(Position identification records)

========================================================================

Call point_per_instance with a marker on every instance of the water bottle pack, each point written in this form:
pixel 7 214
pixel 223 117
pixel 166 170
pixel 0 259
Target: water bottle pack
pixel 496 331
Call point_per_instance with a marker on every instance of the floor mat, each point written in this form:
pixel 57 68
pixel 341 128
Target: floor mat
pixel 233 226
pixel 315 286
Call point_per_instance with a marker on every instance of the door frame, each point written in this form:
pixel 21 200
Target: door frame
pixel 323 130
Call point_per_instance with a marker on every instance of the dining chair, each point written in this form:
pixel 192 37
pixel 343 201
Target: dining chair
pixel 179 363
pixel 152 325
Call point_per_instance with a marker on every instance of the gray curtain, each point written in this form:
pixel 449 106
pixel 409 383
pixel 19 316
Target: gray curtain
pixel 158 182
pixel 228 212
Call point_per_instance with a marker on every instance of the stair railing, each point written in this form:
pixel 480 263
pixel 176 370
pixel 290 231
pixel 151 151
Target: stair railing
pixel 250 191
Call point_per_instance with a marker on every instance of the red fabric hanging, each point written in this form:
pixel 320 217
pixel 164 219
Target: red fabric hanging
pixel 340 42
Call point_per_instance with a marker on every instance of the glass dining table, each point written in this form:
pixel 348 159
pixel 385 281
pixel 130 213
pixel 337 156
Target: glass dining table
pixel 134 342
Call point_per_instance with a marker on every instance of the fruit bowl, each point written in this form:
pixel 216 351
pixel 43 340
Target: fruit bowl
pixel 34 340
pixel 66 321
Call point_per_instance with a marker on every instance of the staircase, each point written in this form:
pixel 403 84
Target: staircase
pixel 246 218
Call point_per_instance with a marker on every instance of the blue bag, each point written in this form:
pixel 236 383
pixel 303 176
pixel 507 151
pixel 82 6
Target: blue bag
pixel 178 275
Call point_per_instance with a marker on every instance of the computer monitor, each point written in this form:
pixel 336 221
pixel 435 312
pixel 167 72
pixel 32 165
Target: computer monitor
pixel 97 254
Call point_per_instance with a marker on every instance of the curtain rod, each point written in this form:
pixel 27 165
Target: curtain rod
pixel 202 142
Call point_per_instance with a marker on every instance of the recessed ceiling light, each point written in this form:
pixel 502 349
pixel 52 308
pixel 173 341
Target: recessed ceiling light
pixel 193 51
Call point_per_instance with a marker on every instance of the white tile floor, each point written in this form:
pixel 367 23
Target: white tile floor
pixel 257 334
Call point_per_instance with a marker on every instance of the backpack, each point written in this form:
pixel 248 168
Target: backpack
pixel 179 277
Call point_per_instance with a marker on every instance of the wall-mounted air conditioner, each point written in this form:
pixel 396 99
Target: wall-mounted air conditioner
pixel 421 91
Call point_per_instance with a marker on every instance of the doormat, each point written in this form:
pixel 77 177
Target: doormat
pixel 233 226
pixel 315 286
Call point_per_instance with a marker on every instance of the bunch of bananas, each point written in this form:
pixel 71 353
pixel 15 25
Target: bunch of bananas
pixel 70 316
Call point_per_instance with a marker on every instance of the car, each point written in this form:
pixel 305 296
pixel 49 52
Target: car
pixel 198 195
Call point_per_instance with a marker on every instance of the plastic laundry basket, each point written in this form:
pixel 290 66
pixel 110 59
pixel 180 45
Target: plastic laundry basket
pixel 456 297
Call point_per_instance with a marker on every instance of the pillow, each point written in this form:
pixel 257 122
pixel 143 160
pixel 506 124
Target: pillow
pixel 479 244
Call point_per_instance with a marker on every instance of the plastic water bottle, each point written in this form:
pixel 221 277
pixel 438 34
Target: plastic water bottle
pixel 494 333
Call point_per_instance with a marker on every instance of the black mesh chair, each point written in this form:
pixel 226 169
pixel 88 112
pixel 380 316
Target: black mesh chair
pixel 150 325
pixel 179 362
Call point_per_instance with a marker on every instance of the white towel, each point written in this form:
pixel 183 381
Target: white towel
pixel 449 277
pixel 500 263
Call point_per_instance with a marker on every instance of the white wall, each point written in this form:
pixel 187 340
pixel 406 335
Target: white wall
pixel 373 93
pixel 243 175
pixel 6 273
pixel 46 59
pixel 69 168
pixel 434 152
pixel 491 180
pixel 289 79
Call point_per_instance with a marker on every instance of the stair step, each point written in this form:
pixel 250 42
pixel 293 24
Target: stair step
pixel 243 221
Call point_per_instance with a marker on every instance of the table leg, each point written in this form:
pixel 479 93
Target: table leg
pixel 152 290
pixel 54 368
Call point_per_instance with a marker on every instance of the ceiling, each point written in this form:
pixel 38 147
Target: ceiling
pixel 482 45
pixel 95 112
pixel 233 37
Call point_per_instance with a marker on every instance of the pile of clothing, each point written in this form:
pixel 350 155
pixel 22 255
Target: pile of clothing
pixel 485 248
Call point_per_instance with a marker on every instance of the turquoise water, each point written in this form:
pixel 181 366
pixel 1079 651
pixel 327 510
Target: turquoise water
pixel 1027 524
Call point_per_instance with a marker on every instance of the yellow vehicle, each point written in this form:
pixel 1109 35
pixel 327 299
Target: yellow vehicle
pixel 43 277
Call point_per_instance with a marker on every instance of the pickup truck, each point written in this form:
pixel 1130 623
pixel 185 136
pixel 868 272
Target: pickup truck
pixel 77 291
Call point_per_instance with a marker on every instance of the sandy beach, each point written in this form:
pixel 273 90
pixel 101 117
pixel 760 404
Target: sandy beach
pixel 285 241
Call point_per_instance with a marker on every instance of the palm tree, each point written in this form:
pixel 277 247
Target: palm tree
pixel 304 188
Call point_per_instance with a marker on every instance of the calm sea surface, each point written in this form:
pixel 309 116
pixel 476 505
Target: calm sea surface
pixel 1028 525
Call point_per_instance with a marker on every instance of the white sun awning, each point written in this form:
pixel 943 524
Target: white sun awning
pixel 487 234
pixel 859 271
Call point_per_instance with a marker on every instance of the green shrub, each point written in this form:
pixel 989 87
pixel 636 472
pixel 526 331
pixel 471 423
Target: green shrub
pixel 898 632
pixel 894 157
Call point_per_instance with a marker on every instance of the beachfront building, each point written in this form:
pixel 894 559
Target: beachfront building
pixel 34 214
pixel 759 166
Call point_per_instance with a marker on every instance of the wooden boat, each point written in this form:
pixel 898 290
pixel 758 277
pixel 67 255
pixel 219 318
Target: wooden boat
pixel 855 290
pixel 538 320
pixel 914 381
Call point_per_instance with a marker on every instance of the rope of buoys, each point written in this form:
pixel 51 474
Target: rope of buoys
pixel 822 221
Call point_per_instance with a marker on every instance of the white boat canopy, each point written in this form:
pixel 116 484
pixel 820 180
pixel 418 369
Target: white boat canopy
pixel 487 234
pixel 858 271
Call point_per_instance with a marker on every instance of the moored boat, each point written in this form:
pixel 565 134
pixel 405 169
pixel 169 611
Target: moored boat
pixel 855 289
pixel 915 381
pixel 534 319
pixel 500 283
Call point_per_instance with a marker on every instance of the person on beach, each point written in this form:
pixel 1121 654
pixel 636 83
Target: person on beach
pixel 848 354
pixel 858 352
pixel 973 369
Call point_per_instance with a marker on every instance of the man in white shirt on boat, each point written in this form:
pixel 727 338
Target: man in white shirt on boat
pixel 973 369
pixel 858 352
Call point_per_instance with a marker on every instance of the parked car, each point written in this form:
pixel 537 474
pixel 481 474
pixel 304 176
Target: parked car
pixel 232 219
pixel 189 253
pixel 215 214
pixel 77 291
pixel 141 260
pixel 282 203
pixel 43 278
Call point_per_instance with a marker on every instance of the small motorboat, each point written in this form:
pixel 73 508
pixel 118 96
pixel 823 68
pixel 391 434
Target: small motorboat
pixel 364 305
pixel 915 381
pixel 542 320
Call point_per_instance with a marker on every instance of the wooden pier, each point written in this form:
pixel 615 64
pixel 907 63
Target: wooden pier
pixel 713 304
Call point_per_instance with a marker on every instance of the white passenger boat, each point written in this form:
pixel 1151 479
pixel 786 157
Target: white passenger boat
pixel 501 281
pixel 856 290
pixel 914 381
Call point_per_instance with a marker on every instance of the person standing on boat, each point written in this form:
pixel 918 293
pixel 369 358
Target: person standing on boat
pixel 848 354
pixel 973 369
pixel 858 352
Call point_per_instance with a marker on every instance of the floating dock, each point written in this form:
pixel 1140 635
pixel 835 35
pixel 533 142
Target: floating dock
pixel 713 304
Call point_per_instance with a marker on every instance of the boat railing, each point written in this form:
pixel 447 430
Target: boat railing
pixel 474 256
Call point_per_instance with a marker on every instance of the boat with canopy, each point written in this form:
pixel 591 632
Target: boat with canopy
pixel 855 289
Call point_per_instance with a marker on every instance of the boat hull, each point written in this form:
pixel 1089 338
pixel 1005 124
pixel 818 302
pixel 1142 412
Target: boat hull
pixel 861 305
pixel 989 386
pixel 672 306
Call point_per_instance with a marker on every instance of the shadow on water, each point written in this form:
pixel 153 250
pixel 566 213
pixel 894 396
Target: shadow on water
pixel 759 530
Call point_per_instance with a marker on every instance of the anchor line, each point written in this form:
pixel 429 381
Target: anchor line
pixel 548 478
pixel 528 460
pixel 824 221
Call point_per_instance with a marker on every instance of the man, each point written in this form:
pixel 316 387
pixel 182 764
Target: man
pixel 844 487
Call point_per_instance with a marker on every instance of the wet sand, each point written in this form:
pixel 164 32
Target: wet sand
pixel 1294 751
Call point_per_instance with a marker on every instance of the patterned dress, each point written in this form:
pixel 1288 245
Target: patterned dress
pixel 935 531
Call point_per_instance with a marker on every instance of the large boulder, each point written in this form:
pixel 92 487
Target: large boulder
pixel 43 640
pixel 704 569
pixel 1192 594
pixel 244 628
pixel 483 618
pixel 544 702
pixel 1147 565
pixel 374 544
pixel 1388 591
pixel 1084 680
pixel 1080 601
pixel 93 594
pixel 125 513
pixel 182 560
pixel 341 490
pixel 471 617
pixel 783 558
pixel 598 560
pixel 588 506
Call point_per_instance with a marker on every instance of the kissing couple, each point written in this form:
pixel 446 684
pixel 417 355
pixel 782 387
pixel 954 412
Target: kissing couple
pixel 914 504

========================================================================

[Given task] Rewrite the lines of the records between the line containing "the staircase, each" and the line containing "pixel 456 297", inclusive, substituting "navy bag" for "blue bag" throughout and leaving everything else unchanged.

[Solution to this task]
Call point_per_instance with a marker on every instance of the staircase, each point written in this form:
pixel 403 84
Target: staircase
pixel 246 218
Call point_per_instance with a marker on every instance of the navy bag, each point written in this form:
pixel 236 383
pixel 303 176
pixel 507 151
pixel 82 6
Target: navy bag
pixel 178 275
Call point_per_instance with a marker on every instance of the computer monitor, each point written in this form:
pixel 336 221
pixel 435 312
pixel 167 72
pixel 32 165
Target: computer monitor
pixel 97 254
Call point_per_instance with a marker on every instance of the curtain rod, each point written in this form:
pixel 27 165
Target: curtain rod
pixel 202 142
Call point_per_instance with a marker on every instance of the recessed ceiling light, each point written in this form:
pixel 502 349
pixel 52 308
pixel 173 341
Target: recessed ceiling light
pixel 193 51
Call point_per_instance with a marker on every instance of the white tile floor, each point written in this form:
pixel 367 23
Target: white tile floor
pixel 257 334
Call point_per_instance with a marker on every instance of the backpack, each point written in this form:
pixel 248 168
Target: backpack
pixel 179 277
Call point_per_instance with a marker on every instance of the wall-mounted air conditioner, each point written in this form:
pixel 396 99
Target: wall-mounted air conditioner
pixel 421 91
Call point_per_instance with a marker on every instance of the doormat, each point written in this form:
pixel 77 177
Target: doormat
pixel 233 226
pixel 315 286
Call point_per_instance with a marker on every instance of the bunch of bananas, each point written in this form:
pixel 71 353
pixel 15 25
Target: bunch of bananas
pixel 70 316
Call point_per_instance with a marker on every instance of the car, each point written in this form:
pixel 305 296
pixel 49 52
Target: car
pixel 198 195
Call point_per_instance with a marker on every instance of the plastic laundry basket, each point written in this form:
pixel 290 66
pixel 110 59
pixel 180 45
Target: plastic laundry basket
pixel 456 297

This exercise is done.